Document excerpt:
■ ■ ■ ■ ■ ■ ■

How To Start Threat Hunting: The Beginner's Guide

Quickly observing your surroundings, orienting yourself based on those observations, and acting upon them is an essential skill — both in cybersecurity and in life.

Whenever you start hunting in a new environment, you’ll want to get used to it first, before you begin your hunt. So, in this tutorial, we explore the wild world of hunting threats in a new environment.

Whether you hunt daily or are just getting started, you’ll get some excellent threat hunting tips and tricks here. This article is organized into four sections:

Starting the hunt process
Focusing your hunt (for time, data & context)
Searching in Splunk with the right commands
Using OSINT (open source intelligence) and other external resources

For this Splunky tutorial, we're making the wild assumption that your data is already in Splunk. There are many articles written about getting data into Splunk, so this is focused on the analyst getting information back OUT.

(Part of our Threat Hunting with Splunk series, this article was originally written by John Stoner. We’ve updated it recently to maximize your value.)

Step 1. Starting the hunt process

When you're starting a hunt, it's important to have a clear objective in mind. To help figure out what and where you should be hunting, we suggest a couple paths forward:

Developing a hypothesis to steer your efforts.
Using the PEAK Threat Hunting Framework as a method to establish guardrails around your hunt.

■ ■ ■ ■ ■ ■ ■

Data entries:
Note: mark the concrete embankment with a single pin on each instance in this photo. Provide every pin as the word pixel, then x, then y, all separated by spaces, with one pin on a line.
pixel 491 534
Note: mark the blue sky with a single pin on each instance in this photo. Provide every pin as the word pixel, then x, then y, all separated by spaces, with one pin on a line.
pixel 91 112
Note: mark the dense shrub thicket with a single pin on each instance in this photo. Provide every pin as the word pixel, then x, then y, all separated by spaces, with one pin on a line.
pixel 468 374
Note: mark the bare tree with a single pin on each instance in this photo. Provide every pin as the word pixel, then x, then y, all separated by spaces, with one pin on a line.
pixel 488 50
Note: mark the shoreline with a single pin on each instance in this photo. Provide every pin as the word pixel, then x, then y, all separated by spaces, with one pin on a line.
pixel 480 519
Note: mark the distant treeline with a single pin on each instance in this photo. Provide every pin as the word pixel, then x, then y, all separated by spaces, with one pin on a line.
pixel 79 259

■ ■ ■ ■ ■ ■ ■

Exercises:
[1] For each statement about the threat hunting guide, say yes or no and quote the words of the guide that decide it: (a) The guide assumes the reader's data is already in Splunk. (b) The guide is organized into three sections. (c) The guide was originally written by John Stoner.
[2] Pick up the threat hunting guide after its last line and continue it.
The entries are separate material from the threat hunting guide.

Results in order:
[1]
(a) Yes: "we're making the wild assumption that your data is already in Splunk."
(b) No: "This article is organized into four sections"
(c) Yes: "this article was originally written by John Stoner."

[2]
If I can hypothesize, for example, that PowerShell is running on my Windows systems, that provides a focus for my hunt — that way I won’t get caught looking at other bright shiny objects.

Of course, if/when you do find other bright shiny objects during your hunt, take note of them and then use them to build hypotheses for subsequent hunts.

(Don't need a hands-on tutorial? Check out this threat hunting introduction.)

Step 2. Focusing your hunt

When I look at my Splunk console, I may have hundreds of data sources (“sourcetypes”) stretching over days, weeks, months or years.

One of the first steps I need to take is narrowing down this extensive scope of data and time to a more specific range or subset. That doesn’t mean I won’t need to pivot back to a broader search, but to be effective, I need to start narrowing my focus.

How do we focus? Let’s start with time.

Time

On the right side of my Splunk search bar, a drop-down known as the Time Picker allows me to set the time range that the search will run within. Clicking on the drop-down returns a number of time presets, as well as the ability to search specific data and time ranges. The use of Time Picker in searches is incredibly important during any hunt.

To effectively focus on specific data sources — sourcetypes — I need to understand what sourcetypes are available. To quickly determine the sourcetypes available, I can use the metadata command like this:

| metadata type=sourcetypes | sort - totalCount

My search provides a list of:

The sourcetypes
The number of events based on the time range
The first, last, and most recent time see

(For more information on this search, check out Using metadata & tstats for Threat Hunting.)

Data sources

Now that I have a hypothesis (or a question to answer), a time boundary, and sourcetypes, I can start digging into the data. What kind of data should I focus on? It will depend on the hypothesis or question being asked.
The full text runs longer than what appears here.